##### GIVEN RECORDS #####

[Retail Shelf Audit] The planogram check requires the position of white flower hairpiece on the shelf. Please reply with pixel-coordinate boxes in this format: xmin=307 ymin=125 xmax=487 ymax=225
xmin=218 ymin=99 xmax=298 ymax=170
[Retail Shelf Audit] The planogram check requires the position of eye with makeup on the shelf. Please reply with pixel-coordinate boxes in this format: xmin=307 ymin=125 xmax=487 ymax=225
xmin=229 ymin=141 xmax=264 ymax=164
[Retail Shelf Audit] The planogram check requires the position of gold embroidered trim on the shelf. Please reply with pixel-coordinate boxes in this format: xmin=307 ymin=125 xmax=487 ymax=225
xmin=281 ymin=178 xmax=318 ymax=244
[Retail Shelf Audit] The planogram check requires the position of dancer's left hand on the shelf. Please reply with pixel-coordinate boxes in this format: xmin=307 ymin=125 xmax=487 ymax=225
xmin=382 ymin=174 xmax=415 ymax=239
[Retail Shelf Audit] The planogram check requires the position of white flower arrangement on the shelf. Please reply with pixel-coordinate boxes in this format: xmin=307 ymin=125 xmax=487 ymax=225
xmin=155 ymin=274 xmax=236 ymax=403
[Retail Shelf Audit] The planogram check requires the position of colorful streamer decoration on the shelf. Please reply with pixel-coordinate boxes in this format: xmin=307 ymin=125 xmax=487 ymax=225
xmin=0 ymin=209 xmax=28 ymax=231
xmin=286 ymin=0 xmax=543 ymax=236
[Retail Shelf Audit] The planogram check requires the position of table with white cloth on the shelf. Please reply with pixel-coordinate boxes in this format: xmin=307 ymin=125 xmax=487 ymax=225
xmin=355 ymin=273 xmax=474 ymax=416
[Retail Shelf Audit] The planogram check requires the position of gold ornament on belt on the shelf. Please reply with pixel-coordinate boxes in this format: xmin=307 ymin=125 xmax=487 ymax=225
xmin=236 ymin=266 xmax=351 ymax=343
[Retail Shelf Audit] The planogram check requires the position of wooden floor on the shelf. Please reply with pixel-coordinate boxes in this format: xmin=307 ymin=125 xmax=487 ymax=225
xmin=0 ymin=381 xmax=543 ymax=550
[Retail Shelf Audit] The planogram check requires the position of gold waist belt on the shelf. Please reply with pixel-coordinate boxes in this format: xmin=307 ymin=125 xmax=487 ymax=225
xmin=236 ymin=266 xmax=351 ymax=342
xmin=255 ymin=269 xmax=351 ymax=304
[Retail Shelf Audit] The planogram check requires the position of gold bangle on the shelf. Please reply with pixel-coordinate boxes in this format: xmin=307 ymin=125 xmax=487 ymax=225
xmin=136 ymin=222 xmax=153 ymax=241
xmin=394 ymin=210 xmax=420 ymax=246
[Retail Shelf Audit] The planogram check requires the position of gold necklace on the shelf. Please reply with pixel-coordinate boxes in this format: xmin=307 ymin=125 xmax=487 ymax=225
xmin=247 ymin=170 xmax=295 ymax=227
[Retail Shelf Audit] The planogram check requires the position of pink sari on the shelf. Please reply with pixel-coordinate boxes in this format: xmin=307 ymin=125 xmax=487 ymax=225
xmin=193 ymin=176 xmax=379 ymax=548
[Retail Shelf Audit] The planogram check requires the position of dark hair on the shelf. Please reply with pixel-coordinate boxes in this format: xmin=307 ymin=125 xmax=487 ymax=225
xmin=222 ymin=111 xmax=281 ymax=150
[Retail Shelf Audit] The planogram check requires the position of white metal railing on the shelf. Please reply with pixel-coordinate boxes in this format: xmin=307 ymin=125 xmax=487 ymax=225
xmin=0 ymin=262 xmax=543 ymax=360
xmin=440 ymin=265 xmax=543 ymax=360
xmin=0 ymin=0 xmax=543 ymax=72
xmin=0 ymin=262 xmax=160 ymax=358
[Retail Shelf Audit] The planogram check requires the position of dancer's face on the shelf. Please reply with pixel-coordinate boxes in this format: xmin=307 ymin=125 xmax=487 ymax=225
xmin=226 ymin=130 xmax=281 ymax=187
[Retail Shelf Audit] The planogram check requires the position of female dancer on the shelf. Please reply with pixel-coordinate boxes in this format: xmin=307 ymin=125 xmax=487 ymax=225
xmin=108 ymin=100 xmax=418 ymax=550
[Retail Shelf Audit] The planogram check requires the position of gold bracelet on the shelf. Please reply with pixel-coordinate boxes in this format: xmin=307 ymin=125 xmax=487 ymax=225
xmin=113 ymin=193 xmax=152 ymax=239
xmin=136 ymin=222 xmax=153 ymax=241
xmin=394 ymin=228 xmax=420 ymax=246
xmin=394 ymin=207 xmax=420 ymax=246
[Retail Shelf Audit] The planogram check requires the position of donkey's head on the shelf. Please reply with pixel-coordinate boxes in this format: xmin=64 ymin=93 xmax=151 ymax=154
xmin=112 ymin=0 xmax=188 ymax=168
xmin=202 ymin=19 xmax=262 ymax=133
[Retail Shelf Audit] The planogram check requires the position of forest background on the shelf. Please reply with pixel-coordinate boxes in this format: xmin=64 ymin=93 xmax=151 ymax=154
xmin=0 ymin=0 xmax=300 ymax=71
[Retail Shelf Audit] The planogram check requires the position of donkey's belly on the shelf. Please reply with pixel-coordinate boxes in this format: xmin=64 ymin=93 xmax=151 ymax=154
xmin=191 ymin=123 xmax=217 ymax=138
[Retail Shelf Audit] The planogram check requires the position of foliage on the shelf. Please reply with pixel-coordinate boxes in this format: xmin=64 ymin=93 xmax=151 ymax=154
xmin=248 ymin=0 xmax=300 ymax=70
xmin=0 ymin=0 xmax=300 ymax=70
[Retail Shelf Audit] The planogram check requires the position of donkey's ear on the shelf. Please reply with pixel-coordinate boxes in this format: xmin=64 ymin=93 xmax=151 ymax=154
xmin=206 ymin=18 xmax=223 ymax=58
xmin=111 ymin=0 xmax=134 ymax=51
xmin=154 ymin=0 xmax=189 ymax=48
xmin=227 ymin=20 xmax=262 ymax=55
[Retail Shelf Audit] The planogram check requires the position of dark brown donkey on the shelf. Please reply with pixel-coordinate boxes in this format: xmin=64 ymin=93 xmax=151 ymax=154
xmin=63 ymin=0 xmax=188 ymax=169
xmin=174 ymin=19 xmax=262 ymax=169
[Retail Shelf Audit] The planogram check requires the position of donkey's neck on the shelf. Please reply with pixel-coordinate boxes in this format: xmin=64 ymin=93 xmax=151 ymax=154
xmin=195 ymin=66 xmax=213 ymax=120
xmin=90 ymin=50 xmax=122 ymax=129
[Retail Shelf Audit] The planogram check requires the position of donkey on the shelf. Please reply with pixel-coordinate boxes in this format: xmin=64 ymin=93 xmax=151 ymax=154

#####

**EXERCISE:** Put every line of the items above into a numbered list, leaving out any blank lines.

**THE OUTPUT:**
1. [Retail Shelf Audit] The planogram check requires the position of white flower hairpiece on the shelf. Please reply with pixel-coordinate boxes in this format: xmin=307 ymin=125 xmax=487 ymax=225
2. xmin=218 ymin=99 xmax=298 ymax=170
3. [Retail Shelf Audit] The planogram check requires the position of eye with makeup on the shelf. Please reply with pixel-coordinate boxes in this format: xmin=307 ymin=125 xmax=487 ymax=225
4. xmin=229 ymin=141 xmax=264 ymax=164
5. [Retail Shelf Audit] The planogram check requires the position of gold embroidered trim on the shelf. Please reply with pixel-coordinate boxes in this format: xmin=307 ymin=125 xmax=487 ymax=225
6. xmin=281 ymin=178 xmax=318 ymax=244
7. [Retail Shelf Audit] The planogram check requires the position of dancer's left hand on the shelf. Please reply with pixel-coordinate boxes in this format: xmin=307 ymin=125 xmax=487 ymax=225
8. xmin=382 ymin=174 xmax=415 ymax=239
9. [Retail Shelf Audit] The planogram check requires the position of white flower arrangement on the shelf. Please reply with pixel-coordinate boxes in this format: xmin=307 ymin=125 xmax=487 ymax=225
10. xmin=155 ymin=274 xmax=236 ymax=403
11. [Retail Shelf Audit] The planogram check requires the position of colorful streamer decoration on the shelf. Please reply with pixel-coordinate boxes in this format: xmin=307 ymin=125 xmax=487 ymax=225
12. xmin=0 ymin=209 xmax=28 ymax=231
13. xmin=286 ymin=0 xmax=543 ymax=236
14. [Retail Shelf Audit] The planogram check requires the position of table with white cloth on the shelf. Please reply with pixel-coordinate boxes in this format: xmin=307 ymin=125 xmax=487 ymax=225
15. xmin=355 ymin=273 xmax=474 ymax=416
16. [Retail Shelf Audit] The planogram check requires the position of gold ornament on belt on the shelf. Please reply with pixel-coordinate boxes in this format: xmin=307 ymin=125 xmax=487 ymax=225
17. xmin=236 ymin=266 xmax=351 ymax=343
18. [Retail Shelf Audit] The planogram check requires the position of wooden floor on the shelf. Please reply with pixel-coordinate boxes in this format: xmin=307 ymin=125 xmax=487 ymax=225
19. xmin=0 ymin=381 xmax=543 ymax=550
20. [Retail Shelf Audit] The planogram check requires the position of gold waist belt on the shelf. Please reply with pixel-coordinate boxes in this format: xmin=307 ymin=125 xmax=487 ymax=225
21. xmin=236 ymin=266 xmax=351 ymax=342
22. xmin=255 ymin=269 xmax=351 ymax=304
23. [Retail Shelf Audit] The planogram check requires the position of gold bangle on the shelf. Please reply with pixel-coordinate boxes in this format: xmin=307 ymin=125 xmax=487 ymax=225
24. xmin=136 ymin=222 xmax=153 ymax=241
25. xmin=394 ymin=210 xmax=420 ymax=246
26. [Retail Shelf Audit] The planogram check requires the position of gold necklace on the shelf. Please reply with pixel-coordinate boxes in this format: xmin=307 ymin=125 xmax=487 ymax=225
27. xmin=247 ymin=170 xmax=295 ymax=227
28. [Retail Shelf Audit] The planogram check requires the position of pink sari on the shelf. Please reply with pixel-coordinate boxes in this format: xmin=307 ymin=125 xmax=487 ymax=225
29. xmin=193 ymin=176 xmax=379 ymax=548
30. [Retail Shelf Audit] The planogram check requires the position of dark hair on the shelf. Please reply with pixel-coordinate boxes in this format: xmin=307 ymin=125 xmax=487 ymax=225
31. xmin=222 ymin=111 xmax=281 ymax=150
32. [Retail Shelf Audit] The planogram check requires the position of white metal railing on the shelf. Please reply with pixel-coordinate boxes in this format: xmin=307 ymin=125 xmax=487 ymax=225
33. xmin=0 ymin=262 xmax=543 ymax=360
34. xmin=440 ymin=265 xmax=543 ymax=360
35. xmin=0 ymin=0 xmax=543 ymax=72
36. xmin=0 ymin=262 xmax=160 ymax=358
37. [Retail Shelf Audit] The planogram check requires the position of dancer's face on the shelf. Please reply with pixel-coordinate boxes in this format: xmin=307 ymin=125 xmax=487 ymax=225
38. xmin=226 ymin=130 xmax=281 ymax=187
39. [Retail Shelf Audit] The planogram check requires the position of female dancer on the shelf. Please reply with pixel-coordinate boxes in this format: xmin=307 ymin=125 xmax=487 ymax=225
40. xmin=108 ymin=100 xmax=418 ymax=550
41. [Retail Shelf Audit] The planogram check requires the position of gold bracelet on the shelf. Please reply with pixel-coordinate boxes in this format: xmin=307 ymin=125 xmax=487 ymax=225
42. xmin=113 ymin=193 xmax=152 ymax=239
43. xmin=136 ymin=222 xmax=153 ymax=241
44. xmin=394 ymin=228 xmax=420 ymax=246
45. xmin=394 ymin=207 xmax=420 ymax=246
46. [Retail Shelf Audit] The planogram check requires the position of donkey's head on the shelf. Please reply with pixel-coordinate boxes in this format: xmin=64 ymin=93 xmax=151 ymax=154
47. xmin=112 ymin=0 xmax=188 ymax=168
48. xmin=202 ymin=19 xmax=262 ymax=133
49. [Retail Shelf Audit] The planogram check requires the position of forest background on the shelf. Please reply with pixel-coordinate boxes in this format: xmin=64 ymin=93 xmax=151 ymax=154
50. xmin=0 ymin=0 xmax=300 ymax=71
51. [Retail Shelf Audit] The planogram check requires the position of donkey's belly on the shelf. Please reply with pixel-coordinate boxes in this format: xmin=64 ymin=93 xmax=151 ymax=154
52. xmin=191 ymin=123 xmax=217 ymax=138
53. [Retail Shelf Audit] The planogram check requires the position of foliage on the shelf. Please reply with pixel-coordinate boxes in this format: xmin=64 ymin=93 xmax=151 ymax=154
54. xmin=248 ymin=0 xmax=300 ymax=70
55. xmin=0 ymin=0 xmax=300 ymax=70
56. [Retail Shelf Audit] The planogram check requires the position of donkey's ear on the shelf. Please reply with pixel-coordinate boxes in this format: xmin=64 ymin=93 xmax=151 ymax=154
57. xmin=206 ymin=18 xmax=223 ymax=58
58. xmin=111 ymin=0 xmax=134 ymax=51
59. xmin=154 ymin=0 xmax=189 ymax=48
60. xmin=227 ymin=20 xmax=262 ymax=55
61. [Retail Shelf Audit] The planogram check requires the position of dark brown donkey on the shelf. Please reply with pixel-coordinate boxes in this format: xmin=64 ymin=93 xmax=151 ymax=154
62. xmin=63 ymin=0 xmax=188 ymax=169
63. xmin=174 ymin=19 xmax=262 ymax=169
64. [Retail Shelf Audit] The planogram check requires the position of donkey's neck on the shelf. Please reply with pixel-coordinate boxes in this format: xmin=64 ymin=93 xmax=151 ymax=154
65. xmin=195 ymin=66 xmax=213 ymax=120
66. xmin=90 ymin=50 xmax=122 ymax=129
67. [Retail Shelf Audit] The planogram check requires the position of donkey on the shelf. Please reply with pixel-coordinate boxes in this format: xmin=64 ymin=93 xmax=151 ymax=154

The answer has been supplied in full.